*** Working data Section Begins ***
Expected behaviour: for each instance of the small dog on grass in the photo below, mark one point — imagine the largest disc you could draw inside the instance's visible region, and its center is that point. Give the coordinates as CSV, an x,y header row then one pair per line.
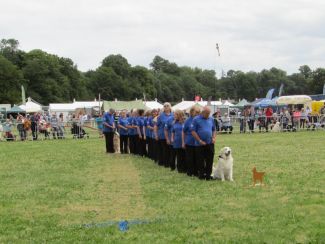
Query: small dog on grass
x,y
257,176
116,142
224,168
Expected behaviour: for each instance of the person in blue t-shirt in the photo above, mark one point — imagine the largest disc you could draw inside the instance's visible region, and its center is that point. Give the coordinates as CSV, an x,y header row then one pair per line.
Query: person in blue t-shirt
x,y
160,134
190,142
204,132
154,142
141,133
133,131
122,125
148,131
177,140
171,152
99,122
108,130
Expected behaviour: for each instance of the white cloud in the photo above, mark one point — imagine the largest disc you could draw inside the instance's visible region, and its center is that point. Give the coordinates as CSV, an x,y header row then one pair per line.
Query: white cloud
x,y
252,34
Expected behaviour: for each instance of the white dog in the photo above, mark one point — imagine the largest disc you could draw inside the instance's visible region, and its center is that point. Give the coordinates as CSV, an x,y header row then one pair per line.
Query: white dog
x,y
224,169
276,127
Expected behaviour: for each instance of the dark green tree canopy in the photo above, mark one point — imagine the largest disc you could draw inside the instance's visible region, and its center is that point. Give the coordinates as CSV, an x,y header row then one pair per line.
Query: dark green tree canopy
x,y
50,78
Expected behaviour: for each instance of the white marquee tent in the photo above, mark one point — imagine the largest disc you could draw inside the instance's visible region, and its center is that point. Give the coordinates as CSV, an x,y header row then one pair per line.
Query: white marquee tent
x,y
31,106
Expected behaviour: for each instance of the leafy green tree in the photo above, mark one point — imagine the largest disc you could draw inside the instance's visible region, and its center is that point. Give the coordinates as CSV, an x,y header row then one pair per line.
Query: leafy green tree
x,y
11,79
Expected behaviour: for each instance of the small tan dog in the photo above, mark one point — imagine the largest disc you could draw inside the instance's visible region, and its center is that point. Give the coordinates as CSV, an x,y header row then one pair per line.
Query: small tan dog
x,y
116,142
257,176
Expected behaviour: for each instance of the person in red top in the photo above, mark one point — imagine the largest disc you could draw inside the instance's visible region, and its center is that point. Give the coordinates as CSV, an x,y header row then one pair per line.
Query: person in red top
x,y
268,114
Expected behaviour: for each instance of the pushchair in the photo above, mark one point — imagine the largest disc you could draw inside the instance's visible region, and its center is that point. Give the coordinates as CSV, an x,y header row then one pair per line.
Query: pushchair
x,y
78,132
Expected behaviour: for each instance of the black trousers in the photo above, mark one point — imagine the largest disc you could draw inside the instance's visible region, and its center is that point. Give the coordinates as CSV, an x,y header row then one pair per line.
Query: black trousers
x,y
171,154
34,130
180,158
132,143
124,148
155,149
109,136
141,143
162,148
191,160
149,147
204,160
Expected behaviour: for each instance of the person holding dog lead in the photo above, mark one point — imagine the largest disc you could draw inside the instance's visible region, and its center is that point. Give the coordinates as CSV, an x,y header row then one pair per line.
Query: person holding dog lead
*** Working data Section Ends ***
*** Working data Section Begins ***
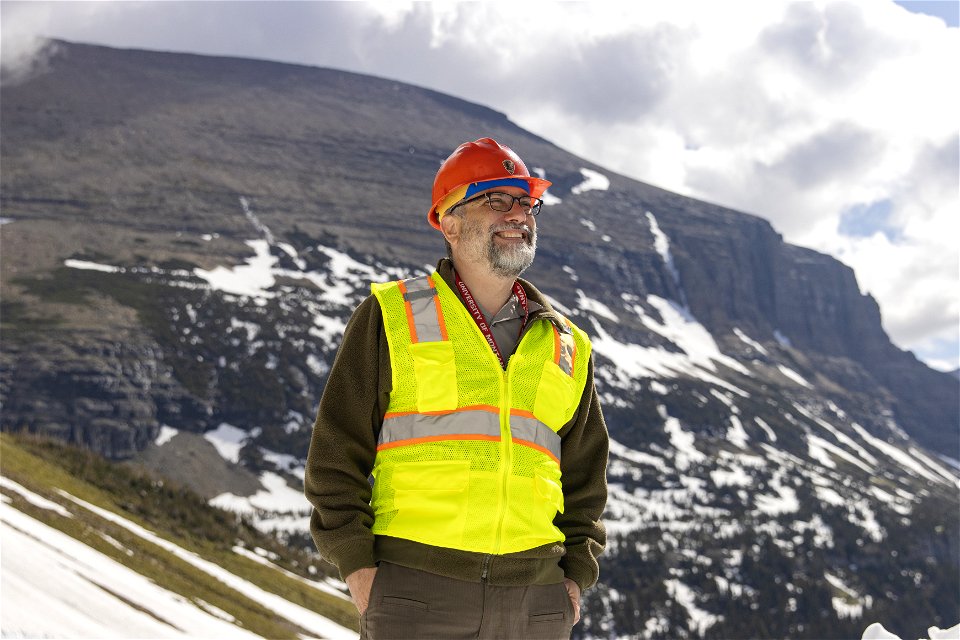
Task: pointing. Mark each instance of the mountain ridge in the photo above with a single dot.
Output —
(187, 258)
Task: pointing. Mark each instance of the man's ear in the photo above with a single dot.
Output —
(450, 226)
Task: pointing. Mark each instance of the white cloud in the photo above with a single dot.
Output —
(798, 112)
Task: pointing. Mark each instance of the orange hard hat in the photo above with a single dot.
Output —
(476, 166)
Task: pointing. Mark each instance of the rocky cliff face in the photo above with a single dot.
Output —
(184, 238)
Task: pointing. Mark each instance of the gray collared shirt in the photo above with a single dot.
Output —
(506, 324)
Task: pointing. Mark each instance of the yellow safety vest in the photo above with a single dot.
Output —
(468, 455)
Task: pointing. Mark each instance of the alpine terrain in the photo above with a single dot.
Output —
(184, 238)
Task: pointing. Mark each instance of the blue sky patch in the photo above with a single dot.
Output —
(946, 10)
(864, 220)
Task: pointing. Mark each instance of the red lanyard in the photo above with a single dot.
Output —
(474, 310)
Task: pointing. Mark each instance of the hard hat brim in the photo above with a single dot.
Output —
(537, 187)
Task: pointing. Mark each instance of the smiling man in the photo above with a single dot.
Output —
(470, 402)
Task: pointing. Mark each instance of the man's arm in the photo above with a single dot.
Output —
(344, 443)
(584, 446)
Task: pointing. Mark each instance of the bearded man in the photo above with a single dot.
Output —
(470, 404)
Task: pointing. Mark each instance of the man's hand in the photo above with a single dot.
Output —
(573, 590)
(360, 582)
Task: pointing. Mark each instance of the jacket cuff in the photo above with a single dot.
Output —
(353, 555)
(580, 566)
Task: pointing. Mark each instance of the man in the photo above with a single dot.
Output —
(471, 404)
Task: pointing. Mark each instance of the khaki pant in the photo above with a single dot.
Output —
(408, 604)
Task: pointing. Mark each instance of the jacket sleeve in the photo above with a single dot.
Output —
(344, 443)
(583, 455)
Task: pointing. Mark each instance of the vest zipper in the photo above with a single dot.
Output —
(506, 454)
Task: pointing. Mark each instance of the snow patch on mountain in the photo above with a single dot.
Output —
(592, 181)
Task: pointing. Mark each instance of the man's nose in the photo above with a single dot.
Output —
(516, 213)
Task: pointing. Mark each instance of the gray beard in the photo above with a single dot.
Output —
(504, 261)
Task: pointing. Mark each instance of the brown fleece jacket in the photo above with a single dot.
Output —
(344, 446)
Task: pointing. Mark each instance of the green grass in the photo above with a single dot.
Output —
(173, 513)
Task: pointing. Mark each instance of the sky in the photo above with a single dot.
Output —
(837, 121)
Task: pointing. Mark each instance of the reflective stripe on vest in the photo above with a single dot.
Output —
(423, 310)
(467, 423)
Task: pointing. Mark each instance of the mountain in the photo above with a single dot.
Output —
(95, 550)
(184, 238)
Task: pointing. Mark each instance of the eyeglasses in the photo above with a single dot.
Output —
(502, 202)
*** Working data Section Ends ***
*** Working data Section Begins ***
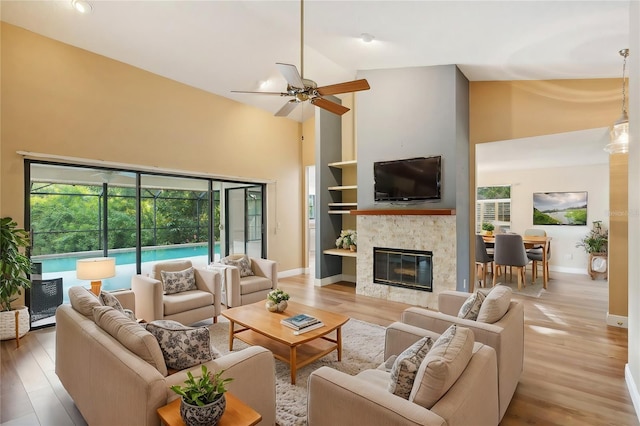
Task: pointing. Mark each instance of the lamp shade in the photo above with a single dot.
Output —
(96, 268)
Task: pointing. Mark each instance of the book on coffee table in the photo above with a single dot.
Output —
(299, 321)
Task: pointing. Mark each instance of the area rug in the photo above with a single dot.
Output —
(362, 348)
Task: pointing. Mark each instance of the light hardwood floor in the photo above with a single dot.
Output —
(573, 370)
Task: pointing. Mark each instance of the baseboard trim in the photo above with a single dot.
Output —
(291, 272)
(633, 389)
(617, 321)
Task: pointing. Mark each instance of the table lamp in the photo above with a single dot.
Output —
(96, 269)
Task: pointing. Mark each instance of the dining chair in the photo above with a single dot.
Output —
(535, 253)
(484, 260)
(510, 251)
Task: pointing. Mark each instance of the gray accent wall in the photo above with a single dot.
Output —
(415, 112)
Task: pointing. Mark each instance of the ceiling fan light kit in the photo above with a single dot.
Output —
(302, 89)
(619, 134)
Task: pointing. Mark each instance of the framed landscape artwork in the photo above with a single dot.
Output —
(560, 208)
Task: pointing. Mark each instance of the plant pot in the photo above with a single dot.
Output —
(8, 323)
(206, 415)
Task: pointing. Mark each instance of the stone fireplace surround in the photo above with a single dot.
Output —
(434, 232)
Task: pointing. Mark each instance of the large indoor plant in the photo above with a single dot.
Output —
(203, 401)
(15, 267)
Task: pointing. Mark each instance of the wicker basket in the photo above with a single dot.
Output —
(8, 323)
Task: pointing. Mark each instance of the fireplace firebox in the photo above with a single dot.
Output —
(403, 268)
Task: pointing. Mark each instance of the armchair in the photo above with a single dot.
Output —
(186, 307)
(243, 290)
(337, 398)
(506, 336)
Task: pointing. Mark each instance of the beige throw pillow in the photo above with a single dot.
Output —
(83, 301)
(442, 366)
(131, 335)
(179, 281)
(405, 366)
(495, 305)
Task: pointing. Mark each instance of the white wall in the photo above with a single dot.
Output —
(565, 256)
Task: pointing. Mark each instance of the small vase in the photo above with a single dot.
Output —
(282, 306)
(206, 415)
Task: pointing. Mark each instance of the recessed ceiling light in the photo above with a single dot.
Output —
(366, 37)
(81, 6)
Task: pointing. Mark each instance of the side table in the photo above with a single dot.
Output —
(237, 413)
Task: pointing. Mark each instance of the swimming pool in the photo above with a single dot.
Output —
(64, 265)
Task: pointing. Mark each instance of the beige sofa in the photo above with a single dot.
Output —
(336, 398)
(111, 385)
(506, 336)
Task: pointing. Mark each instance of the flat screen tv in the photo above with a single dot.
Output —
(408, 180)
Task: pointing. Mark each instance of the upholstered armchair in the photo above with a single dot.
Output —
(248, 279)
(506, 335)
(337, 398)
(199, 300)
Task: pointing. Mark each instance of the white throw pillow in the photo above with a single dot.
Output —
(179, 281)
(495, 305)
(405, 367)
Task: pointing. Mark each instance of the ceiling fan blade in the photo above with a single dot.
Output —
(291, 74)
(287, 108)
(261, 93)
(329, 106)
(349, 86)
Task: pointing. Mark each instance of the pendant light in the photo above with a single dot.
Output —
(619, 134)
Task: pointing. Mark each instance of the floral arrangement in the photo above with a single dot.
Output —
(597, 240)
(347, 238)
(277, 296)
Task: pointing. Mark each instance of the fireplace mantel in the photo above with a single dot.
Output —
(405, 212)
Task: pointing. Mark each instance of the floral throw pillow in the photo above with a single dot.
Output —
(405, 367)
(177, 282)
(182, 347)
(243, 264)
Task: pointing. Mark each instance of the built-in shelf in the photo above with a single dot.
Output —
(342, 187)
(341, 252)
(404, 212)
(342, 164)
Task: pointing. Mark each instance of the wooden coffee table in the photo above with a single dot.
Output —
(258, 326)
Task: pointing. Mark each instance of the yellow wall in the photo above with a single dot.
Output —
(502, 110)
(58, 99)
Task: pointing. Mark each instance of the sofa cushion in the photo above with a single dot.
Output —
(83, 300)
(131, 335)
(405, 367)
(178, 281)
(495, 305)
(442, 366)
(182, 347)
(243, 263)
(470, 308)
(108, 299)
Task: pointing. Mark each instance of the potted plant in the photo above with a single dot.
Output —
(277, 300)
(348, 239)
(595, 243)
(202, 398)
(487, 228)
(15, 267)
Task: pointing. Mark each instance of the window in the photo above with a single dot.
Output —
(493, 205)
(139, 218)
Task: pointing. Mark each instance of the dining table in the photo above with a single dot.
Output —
*** Working data Section Ends ***
Activity: Starting at the line above that contains "Query: pushchair", repeat each line exactly up to and including the line that contains "Expected behaviour: for each instance of the black", and stop there.

Your solution:
Query: pushchair
x,y
78,132
Expected behaviour: for each instance of the black trousers in the photo above, mark one point — imagine the largest disc you could draw inside the instance's visible region, and its center is that point. Give the coordinates as CSV, an x,y header row then one pair per line.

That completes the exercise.